What to work on —
a. From the article on the Illinois Arts Council Agency's listening tour, pull out the passage starting with "Davis-Ruperto said the IACA is partnering" and going on through "through that program.", copying it word for word.
b. According to the article on the Illinois Arts Council Agency's listening tour, which organization is the agency partnering with to assess its general operating support grant fund?

Extract provided —
RUSHVILLE — The Illinois Arts Council Agency provides grants to not-for-profit organizations around the state. But right now, it’s seeking something back – input.
The state agency is holding a listening tour with a focus on central and southern Illinois.
“I’m blown away by all of the stuff that is happening in the nooks and crannies of the state of Illinois. It is astounding and it’s a lot of fun to be a part of,” said Joshua Davis-Ruperto, Executive Director of the IACA.
The listening tour brought Davis-Ruperto and several other members of the IACA leadership team to the Hub Arts & Cultural Center in Rushville on Monday.
Davis-Ruperto said the agency is striving to re-evaluate its programs from a down-up perspective.
“We want to go into communities, see what the issues are, see how we can best support the people that need the money, and build the programming based on that as opposed to doing it from the top-down,” he said.
Davis-Ruperto said they’ve been hearing on the tour about struggles organizations are facing – struggles to keep the doors open and the lights on as we slowly come out of the pandemic.
Giving grants throughout Illinois
Davis-Ruperto said the IACA is a state agency that distributes taxpayer dollars through grants, and one of its goals is to help Illinois artists and organizations succeed – they want to make sure no one is left behind.
“We don’t have a competitive process,” he said. “You’re not in competition with anybody. We’re taking a look at what you’re doing for your community, and if you’re doing good work, we want to support that.”
Davis-Ruperto said the IACA is partnering with the National Assembly of State Arts Agencies to do “a hardcore assessment” of the IACA’s general operating support grant fund. The majority of the IACA’s funding goes through that program.
He said they want to ensure diversity in the funding – racial diversity, geographic diversity, all kinds of diversity – to determine which communities might be getting left behind through the current process.

Data section —
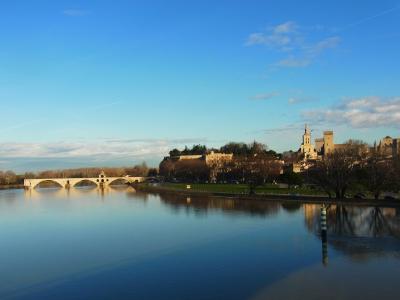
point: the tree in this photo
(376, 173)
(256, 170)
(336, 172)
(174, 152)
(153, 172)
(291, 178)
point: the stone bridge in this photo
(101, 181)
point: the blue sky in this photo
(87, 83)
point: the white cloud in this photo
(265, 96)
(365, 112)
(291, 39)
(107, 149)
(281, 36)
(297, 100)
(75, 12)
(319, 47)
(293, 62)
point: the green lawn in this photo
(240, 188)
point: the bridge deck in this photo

...

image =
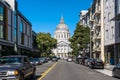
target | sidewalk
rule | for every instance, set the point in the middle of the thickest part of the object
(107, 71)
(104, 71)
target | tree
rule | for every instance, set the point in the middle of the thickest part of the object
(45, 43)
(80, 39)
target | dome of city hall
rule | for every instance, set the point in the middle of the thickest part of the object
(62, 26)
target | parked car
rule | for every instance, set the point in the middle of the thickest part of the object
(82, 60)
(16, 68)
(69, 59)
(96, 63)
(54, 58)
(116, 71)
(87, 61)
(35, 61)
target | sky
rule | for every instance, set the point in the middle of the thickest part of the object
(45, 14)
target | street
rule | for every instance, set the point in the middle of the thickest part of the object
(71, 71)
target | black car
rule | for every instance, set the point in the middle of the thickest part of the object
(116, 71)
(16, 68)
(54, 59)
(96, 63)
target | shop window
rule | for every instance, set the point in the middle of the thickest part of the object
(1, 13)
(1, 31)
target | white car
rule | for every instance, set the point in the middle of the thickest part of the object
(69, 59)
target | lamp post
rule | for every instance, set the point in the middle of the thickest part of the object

Expected results —
a.
Davis-Ruperto said the IACA is partnering with the National Assembly of State Arts Agencies to do “a hardcore assessment” of the IACA’s general operating support grant fund. The majority of the IACA’s funding goes through that program.

b. The National Assembly of State Arts Agencies.